# start of Source records
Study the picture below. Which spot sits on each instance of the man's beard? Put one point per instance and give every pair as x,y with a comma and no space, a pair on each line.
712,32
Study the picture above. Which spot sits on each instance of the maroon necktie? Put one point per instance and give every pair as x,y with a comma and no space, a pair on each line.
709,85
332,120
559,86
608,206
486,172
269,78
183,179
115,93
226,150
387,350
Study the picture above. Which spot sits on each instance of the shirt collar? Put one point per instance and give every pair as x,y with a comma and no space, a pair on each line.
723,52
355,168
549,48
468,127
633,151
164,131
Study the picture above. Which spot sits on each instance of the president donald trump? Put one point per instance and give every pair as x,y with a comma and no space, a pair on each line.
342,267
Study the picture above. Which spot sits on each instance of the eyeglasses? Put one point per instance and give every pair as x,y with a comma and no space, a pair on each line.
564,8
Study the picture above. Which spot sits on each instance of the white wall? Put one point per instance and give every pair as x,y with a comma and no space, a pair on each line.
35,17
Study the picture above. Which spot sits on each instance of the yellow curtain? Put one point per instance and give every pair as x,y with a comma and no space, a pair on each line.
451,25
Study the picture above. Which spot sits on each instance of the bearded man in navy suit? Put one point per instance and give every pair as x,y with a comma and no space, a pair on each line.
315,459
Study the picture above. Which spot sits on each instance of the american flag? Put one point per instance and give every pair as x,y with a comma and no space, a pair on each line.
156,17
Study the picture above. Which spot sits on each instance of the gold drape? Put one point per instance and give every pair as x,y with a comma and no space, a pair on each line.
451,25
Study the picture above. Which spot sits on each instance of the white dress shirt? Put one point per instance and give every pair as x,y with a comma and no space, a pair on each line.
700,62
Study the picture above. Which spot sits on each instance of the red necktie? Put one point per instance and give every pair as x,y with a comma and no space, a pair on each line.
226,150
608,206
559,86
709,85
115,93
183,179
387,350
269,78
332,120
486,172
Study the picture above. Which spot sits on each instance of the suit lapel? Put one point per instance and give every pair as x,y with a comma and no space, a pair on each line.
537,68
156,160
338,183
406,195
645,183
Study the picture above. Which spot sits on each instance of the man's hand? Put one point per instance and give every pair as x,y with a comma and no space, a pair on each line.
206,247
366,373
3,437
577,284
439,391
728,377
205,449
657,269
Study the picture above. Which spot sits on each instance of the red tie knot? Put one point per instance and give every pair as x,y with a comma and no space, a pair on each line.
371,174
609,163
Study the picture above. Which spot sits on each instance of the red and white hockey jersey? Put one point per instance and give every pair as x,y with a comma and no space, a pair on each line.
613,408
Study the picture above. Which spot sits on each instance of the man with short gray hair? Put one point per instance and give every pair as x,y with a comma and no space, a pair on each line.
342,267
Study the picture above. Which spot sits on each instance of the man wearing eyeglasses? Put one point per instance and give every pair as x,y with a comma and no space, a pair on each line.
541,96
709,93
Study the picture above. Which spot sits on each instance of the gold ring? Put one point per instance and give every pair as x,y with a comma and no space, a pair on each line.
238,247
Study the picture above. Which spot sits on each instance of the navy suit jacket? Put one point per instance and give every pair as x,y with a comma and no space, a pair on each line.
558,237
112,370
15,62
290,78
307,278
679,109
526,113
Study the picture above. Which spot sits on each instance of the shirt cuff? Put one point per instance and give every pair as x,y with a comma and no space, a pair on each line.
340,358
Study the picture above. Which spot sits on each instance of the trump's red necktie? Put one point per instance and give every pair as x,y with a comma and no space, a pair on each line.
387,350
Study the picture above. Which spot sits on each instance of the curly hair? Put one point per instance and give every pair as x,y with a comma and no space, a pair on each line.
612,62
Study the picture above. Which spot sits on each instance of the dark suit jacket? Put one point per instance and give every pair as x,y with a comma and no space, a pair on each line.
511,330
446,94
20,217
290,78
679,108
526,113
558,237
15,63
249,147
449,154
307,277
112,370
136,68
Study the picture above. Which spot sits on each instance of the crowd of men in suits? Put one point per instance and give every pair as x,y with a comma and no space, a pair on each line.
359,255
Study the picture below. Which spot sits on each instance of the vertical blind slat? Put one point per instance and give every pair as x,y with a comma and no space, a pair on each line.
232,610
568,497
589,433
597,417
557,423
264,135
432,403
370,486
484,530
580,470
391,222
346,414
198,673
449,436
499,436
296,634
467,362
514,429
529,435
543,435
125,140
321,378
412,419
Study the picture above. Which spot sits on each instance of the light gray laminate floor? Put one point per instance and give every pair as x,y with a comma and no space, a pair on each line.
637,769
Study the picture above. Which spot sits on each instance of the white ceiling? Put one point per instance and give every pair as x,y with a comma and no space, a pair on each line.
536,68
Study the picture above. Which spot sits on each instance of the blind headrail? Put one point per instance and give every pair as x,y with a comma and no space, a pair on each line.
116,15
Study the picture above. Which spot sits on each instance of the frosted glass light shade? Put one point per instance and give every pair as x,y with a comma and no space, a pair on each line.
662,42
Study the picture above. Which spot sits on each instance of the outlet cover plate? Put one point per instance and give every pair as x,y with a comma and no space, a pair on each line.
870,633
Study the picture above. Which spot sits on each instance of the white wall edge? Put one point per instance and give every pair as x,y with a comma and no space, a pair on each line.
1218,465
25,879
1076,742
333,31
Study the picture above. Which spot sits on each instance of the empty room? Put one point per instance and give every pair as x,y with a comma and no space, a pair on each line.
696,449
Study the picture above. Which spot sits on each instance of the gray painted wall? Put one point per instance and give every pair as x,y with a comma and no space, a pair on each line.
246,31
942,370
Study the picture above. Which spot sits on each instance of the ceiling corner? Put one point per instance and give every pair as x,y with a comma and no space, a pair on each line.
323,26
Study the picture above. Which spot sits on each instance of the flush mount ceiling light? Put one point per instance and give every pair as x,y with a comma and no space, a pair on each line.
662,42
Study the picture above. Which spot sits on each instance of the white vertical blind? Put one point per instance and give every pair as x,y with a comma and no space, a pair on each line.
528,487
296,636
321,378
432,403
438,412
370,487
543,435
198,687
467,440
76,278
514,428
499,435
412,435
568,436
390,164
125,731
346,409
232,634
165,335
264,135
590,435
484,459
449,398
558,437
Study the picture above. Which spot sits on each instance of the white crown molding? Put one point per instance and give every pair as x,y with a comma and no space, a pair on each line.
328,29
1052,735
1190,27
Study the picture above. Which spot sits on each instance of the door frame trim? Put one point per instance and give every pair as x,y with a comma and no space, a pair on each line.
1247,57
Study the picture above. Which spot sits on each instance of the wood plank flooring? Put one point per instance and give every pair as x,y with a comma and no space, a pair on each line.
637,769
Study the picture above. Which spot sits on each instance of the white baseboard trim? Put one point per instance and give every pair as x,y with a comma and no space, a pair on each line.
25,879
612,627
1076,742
# end of Source records
## [Task]
Recast the rows above as a Markdown table with two columns, Number and Line. Number each line in order, and leave out any blank lines.

## [Written response]
| Number | Line |
|---|---|
| 1 | Study the picture below. Which spot sits on each instance of the man's beard? Put one point per instance and give every pair as x,y with a comma and no space, a pair on each line. |
| 2 | 712,32 |
| 3 | Study the picture above. Which spot sits on each instance of the maroon necktie? Put one point per instance and give every pair as x,y with a comma and no space, a pair on each line. |
| 4 | 709,85 |
| 5 | 332,120 |
| 6 | 559,86 |
| 7 | 608,206 |
| 8 | 486,172 |
| 9 | 269,78 |
| 10 | 183,179 |
| 11 | 115,93 |
| 12 | 226,150 |
| 13 | 387,350 |
| 14 | Study the picture above. Which spot sits on each instance of the shirt collar? Put one point per instance and give every pair as x,y with a comma and no space, a pair on each line. |
| 15 | 723,52 |
| 16 | 355,168 |
| 17 | 549,48 |
| 18 | 468,127 |
| 19 | 633,151 |
| 20 | 164,131 |
| 21 | Study the picture above. Which spot sits on each instance of the president donald trump? Put one point per instance and give every pair as x,y with a comma and no space, a pair on each line. |
| 22 | 342,267 |
| 23 | Study the picture above. Which spot sits on each instance of the eyeglasses? Put one point per instance and give every pair as x,y with a comma and no space, a pair on each line. |
| 24 | 564,8 |
| 25 | Study the picture above. Which spot sits on each instance of the white wall? Put one point per instance and give every pair as x,y with a comma and no space, a pair on each line. |
| 26 | 35,17 |
| 27 | Study the picture above. Which spot sits on each instance of the yellow curtain? Put one point per instance and give every pair as x,y with a comma and no space, a pair on each line. |
| 28 | 451,25 |
| 29 | Study the picture above. Which spot sits on each instance of the bearded man in navy suit? Put one point per instance and give every pair as x,y with a comma and no space, a pair on each line. |
| 30 | 315,459 |
| 31 | Study the picture above. Which spot sits on each instance of the american flag? Put one point per instance and give every pair as x,y with a comma and no space, a pair on each line. |
| 32 | 156,17 |
| 33 | Study the picture above. Which spot sits on each instance of the gold drape? Put one point per instance and give every pair as x,y with a comma and no space, a pair on each line. |
| 34 | 451,25 |
| 35 | Study the picture above. Which spot sits on each instance of the white dress shirt? Put one point per instance and give every pair as x,y with a comma and no space, a pair on each line. |
| 36 | 700,62 |
| 37 | Study the picture above. Which spot sits on each instance of the red necktie? Put one point per instance and give every pair as x,y with a comma and no space, a pair on each line. |
| 38 | 226,150 |
| 39 | 608,206 |
| 40 | 559,86 |
| 41 | 709,85 |
| 42 | 115,93 |
| 43 | 183,179 |
| 44 | 387,350 |
| 45 | 269,78 |
| 46 | 332,120 |
| 47 | 486,172 |
| 48 | Study the picture above. Which spot sits on each instance of the suit lapel? Put one point per instance and give every pair as x,y with a comma and no space, a pair on each line. |
| 49 | 537,68 |
| 50 | 156,160 |
| 51 | 338,183 |
| 52 | 406,195 |
| 53 | 645,183 |
| 54 | Study the picture above. Which spot sits on each instance of the man's hand? Put one point per instance and give every pair as x,y with a comma and no space, a pair on each line. |
| 55 | 206,247 |
| 56 | 366,373 |
| 57 | 3,437 |
| 58 | 577,284 |
| 59 | 439,391 |
| 60 | 728,377 |
| 61 | 205,449 |
| 62 | 657,269 |
| 63 | Study the picture above. Which spot sits on each instance of the red tie knot? Put one point per instance and give every pair as x,y with a comma and no space, a pair on each line. |
| 64 | 371,174 |
| 65 | 609,163 |
| 66 | Study the picture above. Which spot sits on each instance of the red and white hockey jersey? Put one point per instance and give every pair as x,y with a comma and no space, a pair on each line. |
| 67 | 613,408 |
| 68 | Study the picture above. Which spot sits on each instance of the man with short gray hair? Put one point per instance and give every pair as x,y with a comma and no space, a pair on each line. |
| 69 | 342,267 |
| 70 | Study the picture above. Which spot sits on each instance of the man wearing eyeglasses? Put one point per instance and give every pair as x,y with a comma and no space, a pair on each line. |
| 71 | 541,96 |
| 72 | 709,93 |
| 73 | Study the picture above. Which spot sits on each instance of the gold ring? Put one point per instance and give every pair as x,y with a comma and no space, a pair on each line. |
| 74 | 238,247 |
| 75 | Study the picture above. Which spot sits on each instance of the navy suit jacket? Put one point per instance and give every pair as x,y with a comma and no space, a pair on each line. |
| 76 | 558,237 |
| 77 | 112,370 |
| 78 | 15,62 |
| 79 | 290,78 |
| 80 | 307,278 |
| 81 | 679,109 |
| 82 | 526,113 |
| 83 | Study the picture above. Which spot sits on each instance of the shirt cuff? Put one point per instance and give every pair as x,y with a comma and no space, a pair on each line. |
| 84 | 340,358 |
| 85 | Study the picture above. Which spot sits on each instance of the trump's red necktie? Put one point per instance and give every pair as x,y with a comma and no space, a pair on each line. |
| 86 | 387,350 |
| 87 | Study the picture above. Which spot sits on each instance of the curly hair? Put one point per instance and give every pair as x,y with a comma and no space, a pair on each line. |
| 88 | 612,62 |
| 89 | Study the picture above. Which spot sits on each instance of the dark suit jacket? Put one point per instance and give every pair as x,y with a comma and no space, a pair on each line. |
| 90 | 511,330 |
| 91 | 446,94 |
| 92 | 20,217 |
| 93 | 290,78 |
| 94 | 679,108 |
| 95 | 526,113 |
| 96 | 558,237 |
| 97 | 15,63 |
| 98 | 249,147 |
| 99 | 449,154 |
| 100 | 307,277 |
| 101 | 112,370 |
| 102 | 136,68 |
| 103 | Study the picture above. Which spot sits on each instance of the crowd of men in suits? Put one point per instance and give every pair as x,y with a comma and no space, a pair on each line. |
| 104 | 359,255 |
| 105 | Study the picture below. Which spot sits on each instance of the vertical blind slat? Put one point per instance and give every pair as x,y with a comma and no space, a pair on each line. |
| 106 | 232,610 |
| 107 | 568,497 |
| 108 | 589,433 |
| 109 | 597,417 |
| 110 | 557,423 |
| 111 | 264,135 |
| 112 | 432,403 |
| 113 | 370,486 |
| 114 | 484,530 |
| 115 | 580,470 |
| 116 | 391,222 |
| 117 | 346,414 |
| 118 | 198,673 |
| 119 | 449,436 |
| 120 | 499,436 |
| 121 | 296,634 |
| 122 | 467,362 |
| 123 | 514,429 |
| 124 | 529,435 |
| 125 | 543,435 |
| 126 | 125,140 |
| 127 | 321,378 |
| 128 | 412,419 |
| 129 | Study the picture above. Which spot sits on each instance of the light gray laminate floor? Put one point per instance and give every pair as x,y with a comma and no space, a pair on each line. |
| 130 | 637,769 |
| 131 | Study the picture above. Which spot sits on each instance of the white ceiling? Put one point per instance and give every pair as x,y with a comma and no space, a pair on each line. |
| 132 | 536,68 |
| 133 | Study the picture above. Which spot sits on each instance of the blind headrail? Put one point per instance and give every pair as x,y with a comma and no space, a pair on each line. |
| 134 | 116,15 |
| 135 | Study the picture above. Which spot sits on each instance of the frosted glass light shade? Put one point per instance and give every pair as x,y with a comma and no space, a pair on each line. |
| 136 | 662,42 |
| 137 | Study the picture above. Which spot sits on each instance of the outlet cover plate? Put one point per instance and give every pair as x,y with a comma and no space, a pair on each line. |
| 138 | 870,633 |
| 139 | Study the picture above. Which spot sits on each instance of the white wall edge? Put one point per instance and give every pair as x,y with a comma and no space, a pair on each line. |
| 140 | 1218,465 |
| 141 | 25,879 |
| 142 | 1076,742 |
| 143 | 333,31 |
| 144 | Study the picture above. Which spot sits on each instance of the empty room? Put one point per instance and give every pair as x,y with a comma and no space, a pair on each line. |
| 145 | 696,449 |
| 146 | Study the picture above. Which spot sits on each instance of the gray painted wall? Put one point per instance and give every pair as x,y with a comma and no space, a pair on each line. |
| 147 | 246,31 |
| 148 | 942,370 |
| 149 | Study the picture above. Which spot sits on each instance of the ceiling corner? Put one point per instance and give every pair as x,y with a comma and no space, a pair on each line. |
| 150 | 323,26 |
| 151 | Study the picture above. Which spot sits on each instance of the flush mount ceiling light? Put one point per instance and give every pair as x,y with a comma and no space, a pair on each line. |
| 152 | 662,42 |
| 153 | Study the picture above. Which spot sits on each instance of the white vertical blind? Put one point per instance and give every pair as x,y with a comma and no space, a pair on each line. |
| 154 | 528,487 |
| 155 | 296,636 |
| 156 | 321,378 |
| 157 | 432,403 |
| 158 | 438,412 |
| 159 | 370,487 |
| 160 | 543,435 |
| 161 | 198,687 |
| 162 | 467,440 |
| 163 | 76,278 |
| 164 | 514,428 |
| 165 | 499,435 |
| 166 | 412,435 |
| 167 | 568,436 |
| 168 | 390,164 |
| 169 | 125,731 |
| 170 | 346,409 |
| 171 | 232,634 |
| 172 | 165,335 |
| 173 | 264,135 |
| 174 | 590,435 |
| 175 | 484,459 |
| 176 | 449,398 |
| 177 | 558,437 |
| 178 | Study the picture above. Which spot sits on each instance of the white crown molding? Put one point per instance and give every pair as x,y with a comma and no space, a pair on each line. |
| 179 | 328,29 |
| 180 | 1052,735 |
| 181 | 1190,27 |
| 182 | Study the picture above. Which spot sits on each instance of the door frame trim? Put one point per instance and give every pair as x,y with a comma and no space, a pair on each line. |
| 183 | 1247,57 |
| 184 | Study the picture above. Which spot sits on each instance of the wood plank flooring? Put one point per instance and give every pair as x,y with a comma and no space, a pair on each line. |
| 185 | 637,769 |
| 186 | Study the picture above. Which spot sits on each instance of the white baseboard trim? Put one point per instance and give every pair as x,y with a comma and no space, a pair on each line. |
| 187 | 25,879 |
| 188 | 612,627 |
| 189 | 1076,742 |